▶ _EXERCISE DIRECTIONS_: What you return should be the complete data below, word for word, with no pictures in it.

▶ _AVAILABLE DATA_:
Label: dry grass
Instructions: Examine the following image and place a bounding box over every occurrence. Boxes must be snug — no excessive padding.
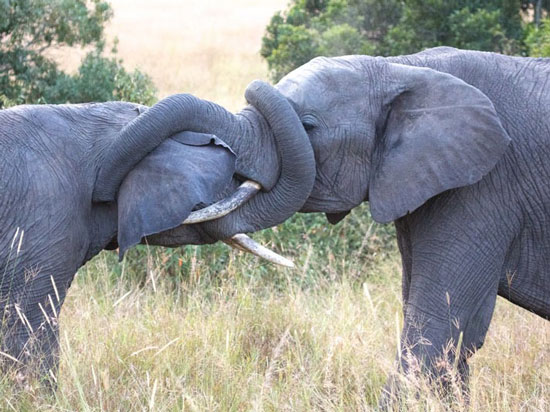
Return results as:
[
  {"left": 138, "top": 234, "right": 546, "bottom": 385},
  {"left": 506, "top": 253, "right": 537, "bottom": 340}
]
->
[
  {"left": 4, "top": 204, "right": 550, "bottom": 411},
  {"left": 105, "top": 0, "right": 285, "bottom": 110},
  {"left": 4, "top": 241, "right": 550, "bottom": 411},
  {"left": 8, "top": 0, "right": 550, "bottom": 410},
  {"left": 56, "top": 0, "right": 286, "bottom": 111}
]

▶ _OUTPUT OF THE TASK_:
Label: dry grass
Instructions: Examine the following image and place a bounding box over every occurrence. Boxes must be snug — no excessive padding.
Return results as:
[
  {"left": 138, "top": 234, "right": 546, "bottom": 385},
  {"left": 506, "top": 253, "right": 537, "bottom": 340}
]
->
[
  {"left": 4, "top": 204, "right": 550, "bottom": 411},
  {"left": 105, "top": 0, "right": 285, "bottom": 110},
  {"left": 4, "top": 241, "right": 550, "bottom": 411},
  {"left": 8, "top": 0, "right": 550, "bottom": 410},
  {"left": 56, "top": 0, "right": 286, "bottom": 111}
]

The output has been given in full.